WRITTEN EXERCISE:
Please convert the data below into a numbered list with one item per line, skipping blank lines and leaving out the pictures.

Shape boundary entries
# # # # # # #

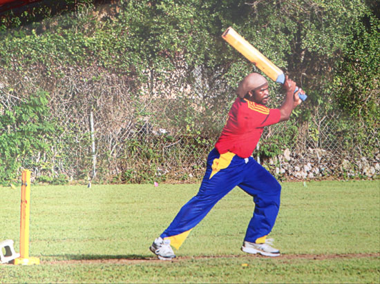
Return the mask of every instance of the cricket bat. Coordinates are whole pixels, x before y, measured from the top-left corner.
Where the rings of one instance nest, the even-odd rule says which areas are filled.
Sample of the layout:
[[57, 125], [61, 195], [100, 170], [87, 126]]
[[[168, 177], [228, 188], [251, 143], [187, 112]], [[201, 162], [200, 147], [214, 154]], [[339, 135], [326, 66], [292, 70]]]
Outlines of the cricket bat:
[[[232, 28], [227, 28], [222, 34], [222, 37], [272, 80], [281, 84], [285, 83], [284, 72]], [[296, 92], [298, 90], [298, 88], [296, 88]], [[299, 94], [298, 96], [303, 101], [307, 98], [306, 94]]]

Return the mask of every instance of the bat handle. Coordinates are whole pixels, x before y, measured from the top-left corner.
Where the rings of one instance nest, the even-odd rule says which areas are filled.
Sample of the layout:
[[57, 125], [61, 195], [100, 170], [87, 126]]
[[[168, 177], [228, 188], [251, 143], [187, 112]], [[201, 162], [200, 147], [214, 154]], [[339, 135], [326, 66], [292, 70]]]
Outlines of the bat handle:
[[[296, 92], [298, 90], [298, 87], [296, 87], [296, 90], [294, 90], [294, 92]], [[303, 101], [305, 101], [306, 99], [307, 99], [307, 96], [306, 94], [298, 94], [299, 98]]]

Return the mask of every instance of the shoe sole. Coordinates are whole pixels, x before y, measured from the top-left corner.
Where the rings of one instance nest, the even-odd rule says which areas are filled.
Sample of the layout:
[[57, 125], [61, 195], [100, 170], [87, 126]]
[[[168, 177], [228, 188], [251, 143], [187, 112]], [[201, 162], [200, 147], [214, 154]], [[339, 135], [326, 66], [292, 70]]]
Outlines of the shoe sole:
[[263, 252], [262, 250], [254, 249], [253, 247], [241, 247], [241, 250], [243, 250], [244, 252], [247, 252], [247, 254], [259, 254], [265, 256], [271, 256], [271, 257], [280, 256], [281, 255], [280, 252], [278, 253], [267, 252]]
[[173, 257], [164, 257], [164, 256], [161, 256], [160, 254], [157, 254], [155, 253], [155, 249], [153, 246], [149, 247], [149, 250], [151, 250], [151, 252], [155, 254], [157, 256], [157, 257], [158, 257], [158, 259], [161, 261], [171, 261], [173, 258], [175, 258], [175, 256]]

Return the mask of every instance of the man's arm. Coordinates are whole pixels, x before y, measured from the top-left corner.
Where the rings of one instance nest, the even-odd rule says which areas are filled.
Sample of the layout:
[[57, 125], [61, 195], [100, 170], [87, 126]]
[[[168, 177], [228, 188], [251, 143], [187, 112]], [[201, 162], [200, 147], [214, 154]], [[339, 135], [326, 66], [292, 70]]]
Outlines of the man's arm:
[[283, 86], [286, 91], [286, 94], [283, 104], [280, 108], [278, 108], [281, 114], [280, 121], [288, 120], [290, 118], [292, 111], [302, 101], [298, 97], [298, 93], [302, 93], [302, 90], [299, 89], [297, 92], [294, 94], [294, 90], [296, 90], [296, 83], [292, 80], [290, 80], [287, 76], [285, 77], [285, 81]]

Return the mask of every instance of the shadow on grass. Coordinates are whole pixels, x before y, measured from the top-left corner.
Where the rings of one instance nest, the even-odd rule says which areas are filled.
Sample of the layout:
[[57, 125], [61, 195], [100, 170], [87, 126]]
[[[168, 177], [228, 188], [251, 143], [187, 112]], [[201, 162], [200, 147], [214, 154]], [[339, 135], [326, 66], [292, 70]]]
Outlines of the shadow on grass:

# # # # # # #

THE REPLY:
1. Return the mask of every instance of the cricket bat. Coordinates are whole pixels, x before y, measured from the top-left corner.
2. Where the rings of one instance nest, the even-odd rule says which areas are filled.
3. Sample of the layout:
4. [[57, 125], [61, 195], [100, 170], [87, 126]]
5. [[[168, 177], [228, 188], [251, 143], [187, 112]], [[201, 162], [200, 147], [214, 154]], [[339, 135], [326, 66], [292, 70]]]
6. Outlines of the cricket bat:
7. [[[232, 28], [227, 28], [222, 34], [222, 37], [272, 80], [281, 84], [285, 83], [284, 72]], [[296, 92], [298, 90], [298, 88], [296, 88]], [[299, 94], [298, 96], [303, 101], [307, 98], [306, 94]]]
8. Return the mask of every instance of the bat handle. Coordinates are whole pixels, x before y, measured from the top-left corner.
9. Where the rings of one instance nest, the even-odd rule says which areas are filled.
10. Sample of the layout:
11. [[57, 125], [61, 195], [100, 170], [87, 126]]
12. [[[168, 177], [228, 188], [251, 143], [187, 112]], [[201, 162], [200, 147], [214, 154]], [[339, 135], [326, 66], [292, 70]]]
13. Outlines of the bat handle:
14. [[[296, 92], [298, 90], [298, 87], [296, 87], [296, 90], [294, 90], [294, 92]], [[303, 101], [305, 101], [306, 99], [307, 99], [307, 96], [306, 94], [298, 94], [299, 98]]]
15. Return the mask of every instance of the shoe sole. Coordinates are whole pixels, x before y, measured from the top-left corner.
16. Where the rings of one instance nest, the even-odd rule says which areas are filled.
17. Sample of the layout:
18. [[57, 125], [61, 195], [100, 170], [87, 126]]
19. [[[168, 177], [228, 188], [251, 143], [187, 112]], [[201, 162], [200, 147], [214, 154]], [[339, 135], [326, 66], [292, 70]]]
20. Outlines of the shoe sole:
21. [[263, 252], [262, 250], [254, 249], [253, 247], [241, 247], [241, 250], [243, 250], [244, 252], [247, 252], [247, 254], [259, 254], [265, 256], [271, 256], [271, 257], [280, 256], [281, 255], [280, 252], [278, 253], [267, 252]]
22. [[173, 257], [164, 257], [164, 256], [161, 256], [160, 254], [157, 254], [155, 253], [155, 249], [153, 246], [149, 247], [149, 250], [151, 250], [151, 252], [155, 254], [157, 256], [157, 257], [158, 257], [158, 259], [161, 261], [171, 261], [173, 258], [175, 258], [175, 256]]
23. Return the mask of every instance of the man's arm. Coordinates are whole pixels, x before y, measured from the top-left corner.
24. Where the rings of one instance nest, the even-odd rule says which areas are filled.
25. Sample of the layout:
26. [[57, 125], [61, 195], [100, 170], [87, 126]]
27. [[[168, 177], [228, 188], [251, 143], [187, 112]], [[201, 162], [200, 147], [214, 154]], [[339, 135], [326, 66], [292, 70]]]
28. Outlines of the man's arm:
29. [[283, 86], [286, 91], [286, 94], [283, 104], [280, 108], [278, 108], [281, 114], [280, 121], [288, 120], [290, 118], [292, 111], [302, 101], [298, 97], [298, 93], [302, 93], [302, 90], [299, 89], [297, 92], [294, 94], [294, 90], [296, 90], [296, 83], [292, 80], [290, 80], [287, 76], [285, 77], [285, 81]]
30. Return the mask of every instance of the shadow on grass. Coordinates are whole pixels, x before y, measured from the top-left corner.
31. Where the rings of one instance nest, the even-odd rule says which areas are filled.
32. Sample of the layout:
33. [[57, 125], [61, 195], [100, 170], [87, 126]]
34. [[[168, 177], [228, 188], [251, 143], [187, 112]], [[201, 162], [200, 147], [214, 154]], [[339, 135], [326, 66], [292, 70]]]
35. Outlines of the shadow on grass:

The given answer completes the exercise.